ASSIGNED TASK: Below are some entries. Repeat exactly the lines from the one with "[locate] the chair" through the one with "[locate] the white paper", and only those.

Referring expression pointing data
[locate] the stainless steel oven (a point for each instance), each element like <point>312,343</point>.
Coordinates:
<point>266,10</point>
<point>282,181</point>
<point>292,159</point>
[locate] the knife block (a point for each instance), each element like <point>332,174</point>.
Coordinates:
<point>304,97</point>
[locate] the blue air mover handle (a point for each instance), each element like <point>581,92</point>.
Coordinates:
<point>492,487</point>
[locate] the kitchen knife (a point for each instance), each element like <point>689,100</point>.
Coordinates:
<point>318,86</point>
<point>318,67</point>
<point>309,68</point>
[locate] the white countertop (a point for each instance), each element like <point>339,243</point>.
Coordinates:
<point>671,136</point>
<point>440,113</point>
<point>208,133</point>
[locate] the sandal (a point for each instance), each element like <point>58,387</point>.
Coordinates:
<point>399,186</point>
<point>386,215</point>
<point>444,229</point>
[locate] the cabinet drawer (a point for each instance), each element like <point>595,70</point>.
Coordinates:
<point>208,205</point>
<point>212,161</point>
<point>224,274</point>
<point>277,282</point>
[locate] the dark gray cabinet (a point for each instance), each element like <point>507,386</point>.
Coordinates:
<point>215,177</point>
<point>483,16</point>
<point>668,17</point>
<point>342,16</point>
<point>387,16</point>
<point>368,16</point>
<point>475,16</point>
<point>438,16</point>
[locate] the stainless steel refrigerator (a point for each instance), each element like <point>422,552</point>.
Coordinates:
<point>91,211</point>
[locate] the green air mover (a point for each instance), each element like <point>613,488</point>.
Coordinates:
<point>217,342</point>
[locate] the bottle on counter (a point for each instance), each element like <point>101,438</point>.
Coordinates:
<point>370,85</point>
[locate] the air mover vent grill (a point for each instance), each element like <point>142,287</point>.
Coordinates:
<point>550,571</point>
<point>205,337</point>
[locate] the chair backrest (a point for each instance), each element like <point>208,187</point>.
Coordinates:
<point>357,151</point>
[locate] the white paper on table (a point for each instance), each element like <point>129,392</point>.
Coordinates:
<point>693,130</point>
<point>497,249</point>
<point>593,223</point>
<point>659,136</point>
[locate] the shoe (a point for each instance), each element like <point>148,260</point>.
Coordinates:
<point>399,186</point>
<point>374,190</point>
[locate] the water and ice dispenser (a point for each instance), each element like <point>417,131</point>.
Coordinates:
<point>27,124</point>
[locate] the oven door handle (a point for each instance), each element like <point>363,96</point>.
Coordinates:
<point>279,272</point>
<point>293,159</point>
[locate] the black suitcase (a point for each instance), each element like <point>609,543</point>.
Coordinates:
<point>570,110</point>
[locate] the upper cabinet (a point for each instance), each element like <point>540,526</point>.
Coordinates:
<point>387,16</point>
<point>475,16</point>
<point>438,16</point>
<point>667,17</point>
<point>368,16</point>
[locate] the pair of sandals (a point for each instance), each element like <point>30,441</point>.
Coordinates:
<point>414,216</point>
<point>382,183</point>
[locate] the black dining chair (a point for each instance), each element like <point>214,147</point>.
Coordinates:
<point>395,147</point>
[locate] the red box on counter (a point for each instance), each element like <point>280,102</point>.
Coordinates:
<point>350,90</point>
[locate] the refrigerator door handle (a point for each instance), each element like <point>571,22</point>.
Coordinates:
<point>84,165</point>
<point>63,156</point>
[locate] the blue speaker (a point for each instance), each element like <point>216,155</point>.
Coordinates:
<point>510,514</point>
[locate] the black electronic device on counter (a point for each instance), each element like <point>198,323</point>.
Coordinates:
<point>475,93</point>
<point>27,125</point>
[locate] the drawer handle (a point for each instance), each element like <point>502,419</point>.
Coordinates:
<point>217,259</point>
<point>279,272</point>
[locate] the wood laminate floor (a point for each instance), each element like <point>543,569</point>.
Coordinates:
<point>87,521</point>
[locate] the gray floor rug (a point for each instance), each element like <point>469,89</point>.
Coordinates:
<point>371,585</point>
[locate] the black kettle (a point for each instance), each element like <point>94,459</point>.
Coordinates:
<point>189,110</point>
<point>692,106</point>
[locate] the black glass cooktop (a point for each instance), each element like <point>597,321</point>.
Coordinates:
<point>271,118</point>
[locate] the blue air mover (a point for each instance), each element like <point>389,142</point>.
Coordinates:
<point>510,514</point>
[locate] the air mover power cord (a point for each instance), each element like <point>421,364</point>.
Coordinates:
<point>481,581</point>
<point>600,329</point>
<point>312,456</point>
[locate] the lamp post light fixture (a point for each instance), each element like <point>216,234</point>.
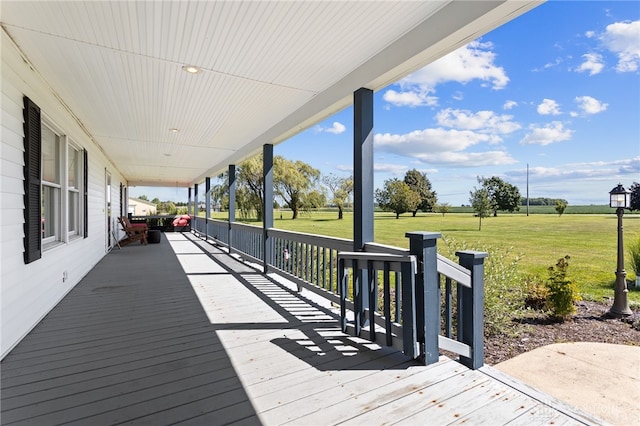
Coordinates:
<point>620,199</point>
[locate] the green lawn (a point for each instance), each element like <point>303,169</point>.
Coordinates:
<point>540,239</point>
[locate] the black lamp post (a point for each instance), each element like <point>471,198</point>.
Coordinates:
<point>620,200</point>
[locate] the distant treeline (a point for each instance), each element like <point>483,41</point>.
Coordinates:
<point>541,201</point>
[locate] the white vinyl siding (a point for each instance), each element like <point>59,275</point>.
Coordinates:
<point>29,291</point>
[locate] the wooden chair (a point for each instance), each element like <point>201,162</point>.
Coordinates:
<point>136,232</point>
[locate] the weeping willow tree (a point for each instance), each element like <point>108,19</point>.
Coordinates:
<point>295,182</point>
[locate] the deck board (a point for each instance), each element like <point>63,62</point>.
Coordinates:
<point>181,332</point>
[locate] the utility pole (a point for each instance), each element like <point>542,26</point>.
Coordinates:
<point>527,189</point>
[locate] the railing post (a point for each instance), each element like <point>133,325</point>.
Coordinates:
<point>423,245</point>
<point>232,204</point>
<point>471,308</point>
<point>207,203</point>
<point>189,201</point>
<point>267,204</point>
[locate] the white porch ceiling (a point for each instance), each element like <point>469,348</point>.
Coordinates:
<point>270,69</point>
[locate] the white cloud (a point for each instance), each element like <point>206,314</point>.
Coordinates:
<point>551,133</point>
<point>548,107</point>
<point>623,39</point>
<point>475,61</point>
<point>593,63</point>
<point>609,170</point>
<point>409,98</point>
<point>442,146</point>
<point>393,169</point>
<point>336,128</point>
<point>482,121</point>
<point>555,63</point>
<point>590,105</point>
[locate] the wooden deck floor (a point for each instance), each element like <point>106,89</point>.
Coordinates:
<point>180,332</point>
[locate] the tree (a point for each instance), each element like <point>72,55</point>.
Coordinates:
<point>420,184</point>
<point>341,189</point>
<point>297,184</point>
<point>635,196</point>
<point>442,208</point>
<point>561,206</point>
<point>502,195</point>
<point>220,192</point>
<point>481,203</point>
<point>167,207</point>
<point>249,193</point>
<point>397,197</point>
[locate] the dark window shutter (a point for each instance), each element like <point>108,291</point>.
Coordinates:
<point>32,190</point>
<point>85,187</point>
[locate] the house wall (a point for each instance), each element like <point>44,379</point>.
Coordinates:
<point>30,291</point>
<point>140,208</point>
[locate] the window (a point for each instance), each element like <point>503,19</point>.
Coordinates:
<point>56,180</point>
<point>51,187</point>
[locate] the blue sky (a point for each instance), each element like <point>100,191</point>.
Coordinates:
<point>557,89</point>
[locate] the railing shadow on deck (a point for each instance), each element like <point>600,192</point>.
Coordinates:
<point>128,344</point>
<point>442,310</point>
<point>319,341</point>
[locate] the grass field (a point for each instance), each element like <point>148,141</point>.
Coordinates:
<point>538,239</point>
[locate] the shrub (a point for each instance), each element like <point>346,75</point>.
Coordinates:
<point>503,289</point>
<point>536,293</point>
<point>563,292</point>
<point>634,256</point>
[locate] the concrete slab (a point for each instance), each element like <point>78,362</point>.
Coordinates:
<point>599,378</point>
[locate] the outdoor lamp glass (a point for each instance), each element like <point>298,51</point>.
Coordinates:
<point>620,199</point>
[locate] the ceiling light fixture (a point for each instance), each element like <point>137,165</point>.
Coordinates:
<point>192,69</point>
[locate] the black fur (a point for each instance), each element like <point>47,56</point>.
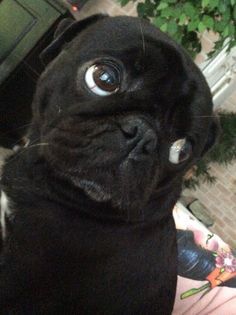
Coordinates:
<point>109,248</point>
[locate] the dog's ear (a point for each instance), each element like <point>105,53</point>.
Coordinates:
<point>67,29</point>
<point>213,133</point>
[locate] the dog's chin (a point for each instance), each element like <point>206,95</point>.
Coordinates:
<point>93,190</point>
<point>124,188</point>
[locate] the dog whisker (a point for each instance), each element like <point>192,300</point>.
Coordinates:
<point>142,36</point>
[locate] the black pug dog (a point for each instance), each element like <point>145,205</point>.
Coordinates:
<point>120,114</point>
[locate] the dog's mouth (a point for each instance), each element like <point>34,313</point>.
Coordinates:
<point>109,163</point>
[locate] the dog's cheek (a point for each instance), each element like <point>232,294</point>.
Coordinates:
<point>213,133</point>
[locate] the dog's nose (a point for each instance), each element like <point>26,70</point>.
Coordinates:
<point>140,137</point>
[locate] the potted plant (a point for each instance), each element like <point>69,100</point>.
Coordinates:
<point>186,20</point>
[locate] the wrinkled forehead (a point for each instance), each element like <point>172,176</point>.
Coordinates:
<point>120,34</point>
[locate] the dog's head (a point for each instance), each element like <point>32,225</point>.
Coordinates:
<point>123,110</point>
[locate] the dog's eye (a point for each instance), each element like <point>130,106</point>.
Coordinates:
<point>103,79</point>
<point>180,151</point>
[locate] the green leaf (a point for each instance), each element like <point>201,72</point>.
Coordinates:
<point>222,7</point>
<point>226,32</point>
<point>231,30</point>
<point>159,21</point>
<point>208,21</point>
<point>123,2</point>
<point>163,28</point>
<point>182,19</point>
<point>201,27</point>
<point>172,28</point>
<point>189,9</point>
<point>205,3</point>
<point>193,25</point>
<point>167,12</point>
<point>162,6</point>
<point>141,9</point>
<point>213,4</point>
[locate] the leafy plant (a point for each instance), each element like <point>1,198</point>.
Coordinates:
<point>184,20</point>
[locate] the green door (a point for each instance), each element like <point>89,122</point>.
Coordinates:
<point>22,24</point>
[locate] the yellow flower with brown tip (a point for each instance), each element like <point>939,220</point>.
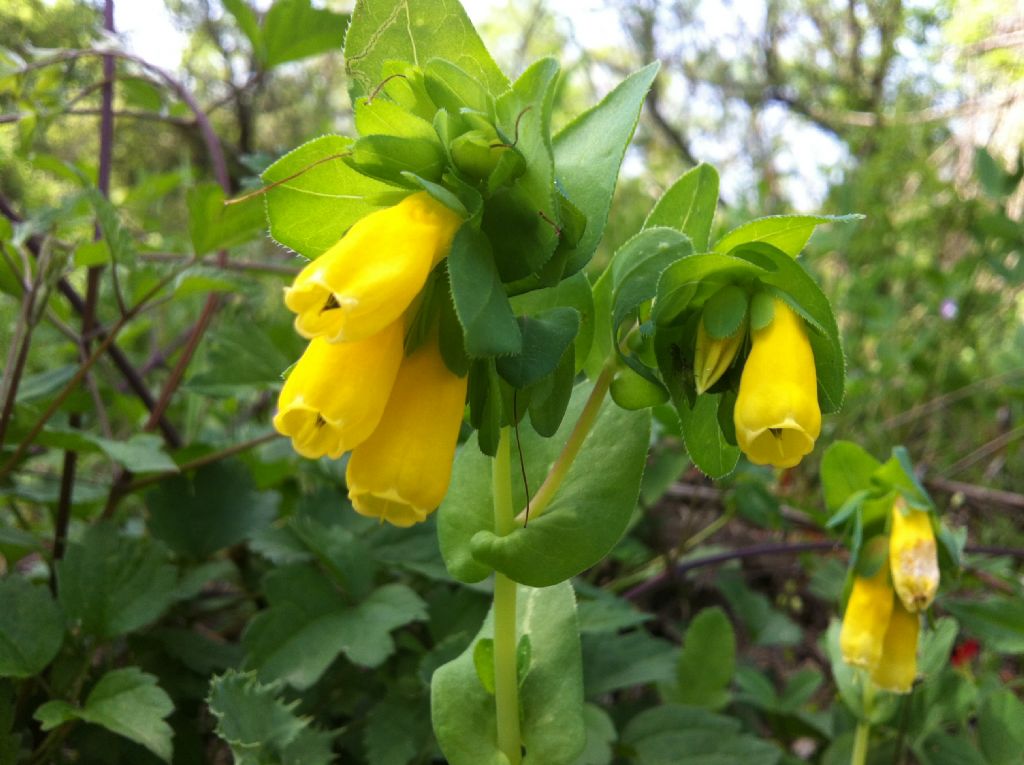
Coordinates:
<point>336,393</point>
<point>913,557</point>
<point>898,665</point>
<point>866,619</point>
<point>776,416</point>
<point>401,472</point>
<point>369,279</point>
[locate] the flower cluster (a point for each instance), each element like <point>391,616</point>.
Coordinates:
<point>355,389</point>
<point>882,620</point>
<point>776,417</point>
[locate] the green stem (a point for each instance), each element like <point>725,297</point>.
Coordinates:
<point>568,454</point>
<point>506,681</point>
<point>863,733</point>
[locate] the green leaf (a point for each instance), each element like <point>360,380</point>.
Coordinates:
<point>213,509</point>
<point>707,661</point>
<point>998,622</point>
<point>589,152</point>
<point>846,469</point>
<point>112,584</point>
<point>479,297</point>
<point>415,31</point>
<point>585,519</point>
<point>681,735</point>
<point>550,694</point>
<point>257,724</point>
<point>688,205</point>
<point>31,628</point>
<point>127,702</point>
<point>787,232</point>
<point>309,623</point>
<point>294,30</point>
<point>1000,727</point>
<point>143,453</point>
<point>214,225</point>
<point>545,339</point>
<point>311,211</point>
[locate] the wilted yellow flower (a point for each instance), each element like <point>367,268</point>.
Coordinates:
<point>401,472</point>
<point>866,619</point>
<point>912,557</point>
<point>336,394</point>
<point>898,666</point>
<point>714,355</point>
<point>369,279</point>
<point>776,416</point>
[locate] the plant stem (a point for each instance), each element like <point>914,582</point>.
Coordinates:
<point>506,681</point>
<point>862,736</point>
<point>580,431</point>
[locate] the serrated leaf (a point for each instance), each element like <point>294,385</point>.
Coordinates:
<point>127,702</point>
<point>688,205</point>
<point>589,152</point>
<point>112,585</point>
<point>551,693</point>
<point>415,31</point>
<point>216,507</point>
<point>31,628</point>
<point>311,211</point>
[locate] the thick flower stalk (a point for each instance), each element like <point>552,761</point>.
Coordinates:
<point>897,667</point>
<point>776,416</point>
<point>401,472</point>
<point>354,389</point>
<point>866,619</point>
<point>369,279</point>
<point>913,557</point>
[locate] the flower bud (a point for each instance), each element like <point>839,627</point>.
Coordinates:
<point>866,619</point>
<point>776,416</point>
<point>369,279</point>
<point>912,557</point>
<point>401,472</point>
<point>714,355</point>
<point>336,393</point>
<point>898,667</point>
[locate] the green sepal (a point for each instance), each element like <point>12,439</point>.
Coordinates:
<point>545,338</point>
<point>491,328</point>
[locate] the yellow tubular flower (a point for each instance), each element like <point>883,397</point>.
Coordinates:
<point>401,472</point>
<point>776,416</point>
<point>337,392</point>
<point>370,278</point>
<point>913,557</point>
<point>866,619</point>
<point>714,356</point>
<point>898,666</point>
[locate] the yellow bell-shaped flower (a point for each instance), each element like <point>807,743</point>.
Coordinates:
<point>776,416</point>
<point>401,472</point>
<point>369,279</point>
<point>913,557</point>
<point>336,394</point>
<point>714,355</point>
<point>866,619</point>
<point>898,666</point>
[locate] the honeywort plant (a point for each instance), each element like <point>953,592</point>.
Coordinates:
<point>448,244</point>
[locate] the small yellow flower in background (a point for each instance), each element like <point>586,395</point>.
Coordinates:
<point>369,279</point>
<point>866,620</point>
<point>714,356</point>
<point>336,394</point>
<point>401,472</point>
<point>898,666</point>
<point>912,557</point>
<point>777,417</point>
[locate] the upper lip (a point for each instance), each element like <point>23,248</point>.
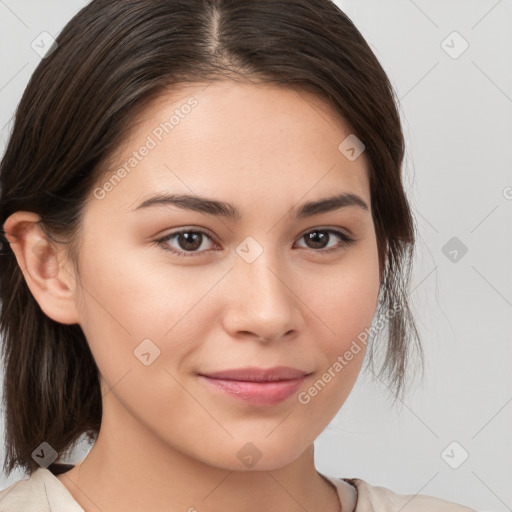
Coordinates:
<point>253,374</point>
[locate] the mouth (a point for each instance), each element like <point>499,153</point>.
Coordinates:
<point>257,386</point>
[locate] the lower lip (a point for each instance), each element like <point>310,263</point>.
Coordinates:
<point>257,393</point>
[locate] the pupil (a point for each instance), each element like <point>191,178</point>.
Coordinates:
<point>319,238</point>
<point>190,240</point>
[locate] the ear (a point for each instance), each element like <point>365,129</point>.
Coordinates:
<point>44,266</point>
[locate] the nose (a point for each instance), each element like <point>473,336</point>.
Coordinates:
<point>260,301</point>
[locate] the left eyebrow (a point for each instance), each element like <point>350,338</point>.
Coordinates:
<point>223,209</point>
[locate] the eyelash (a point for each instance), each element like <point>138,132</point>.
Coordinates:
<point>161,242</point>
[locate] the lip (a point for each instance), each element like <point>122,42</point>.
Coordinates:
<point>257,386</point>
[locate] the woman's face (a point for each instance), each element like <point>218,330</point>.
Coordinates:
<point>160,315</point>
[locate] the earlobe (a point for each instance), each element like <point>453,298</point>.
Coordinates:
<point>43,264</point>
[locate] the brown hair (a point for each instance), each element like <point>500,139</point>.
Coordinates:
<point>111,60</point>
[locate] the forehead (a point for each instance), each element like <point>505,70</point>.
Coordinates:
<point>245,139</point>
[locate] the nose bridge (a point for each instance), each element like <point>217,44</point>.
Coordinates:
<point>261,297</point>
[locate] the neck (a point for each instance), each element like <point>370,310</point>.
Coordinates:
<point>128,468</point>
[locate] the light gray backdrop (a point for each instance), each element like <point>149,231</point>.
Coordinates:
<point>450,63</point>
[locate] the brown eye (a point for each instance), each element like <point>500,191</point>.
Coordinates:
<point>320,238</point>
<point>187,242</point>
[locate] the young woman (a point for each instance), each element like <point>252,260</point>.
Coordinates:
<point>202,214</point>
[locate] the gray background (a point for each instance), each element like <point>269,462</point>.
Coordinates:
<point>456,109</point>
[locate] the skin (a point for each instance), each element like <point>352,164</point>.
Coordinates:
<point>167,440</point>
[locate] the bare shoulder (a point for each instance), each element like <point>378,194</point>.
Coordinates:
<point>382,499</point>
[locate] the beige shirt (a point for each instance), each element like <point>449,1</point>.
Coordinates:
<point>44,492</point>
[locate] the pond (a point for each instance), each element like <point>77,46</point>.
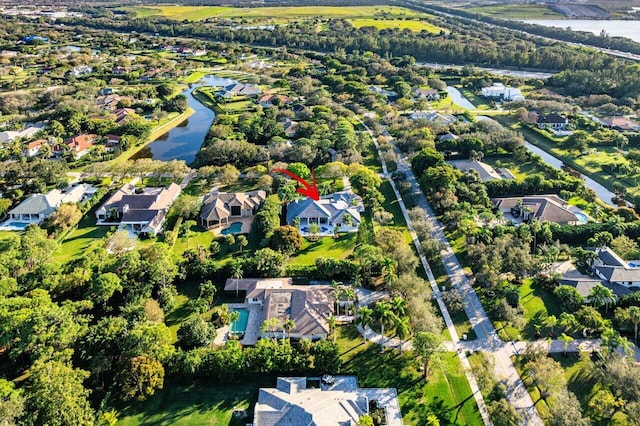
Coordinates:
<point>615,28</point>
<point>603,193</point>
<point>184,141</point>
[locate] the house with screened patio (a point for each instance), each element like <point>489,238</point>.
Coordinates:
<point>340,210</point>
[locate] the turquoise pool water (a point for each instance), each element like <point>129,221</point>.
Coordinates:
<point>234,228</point>
<point>240,325</point>
<point>582,218</point>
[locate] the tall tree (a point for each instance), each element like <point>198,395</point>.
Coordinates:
<point>427,346</point>
<point>56,395</point>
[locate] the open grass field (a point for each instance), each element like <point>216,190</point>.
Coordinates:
<point>446,393</point>
<point>82,239</point>
<point>196,404</point>
<point>195,13</point>
<point>593,163</point>
<point>330,247</point>
<point>516,11</point>
<point>383,24</point>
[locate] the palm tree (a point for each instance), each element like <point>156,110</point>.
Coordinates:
<point>389,271</point>
<point>349,294</point>
<point>568,321</point>
<point>288,325</point>
<point>331,321</point>
<point>336,289</point>
<point>565,342</point>
<point>634,317</point>
<point>383,314</point>
<point>610,340</point>
<point>399,306</point>
<point>236,274</point>
<point>626,346</point>
<point>601,295</point>
<point>314,231</point>
<point>402,327</point>
<point>551,321</point>
<point>364,319</point>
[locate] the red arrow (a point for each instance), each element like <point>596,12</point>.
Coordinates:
<point>310,189</point>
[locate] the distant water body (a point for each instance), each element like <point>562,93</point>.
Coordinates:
<point>615,28</point>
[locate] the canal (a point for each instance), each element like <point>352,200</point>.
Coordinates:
<point>184,141</point>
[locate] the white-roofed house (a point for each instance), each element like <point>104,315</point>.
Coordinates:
<point>38,207</point>
<point>341,209</point>
<point>338,402</point>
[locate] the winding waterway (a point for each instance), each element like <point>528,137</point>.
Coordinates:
<point>603,193</point>
<point>614,28</point>
<point>184,141</point>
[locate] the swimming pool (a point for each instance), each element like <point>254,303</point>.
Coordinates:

WRITTEN ANSWER:
[locate] the chair backrest (a point for each instance), each element like <point>208,187</point>.
Coordinates:
<point>357,151</point>
[locate] the white paper on table (a point for each instance), each element like <point>129,392</point>.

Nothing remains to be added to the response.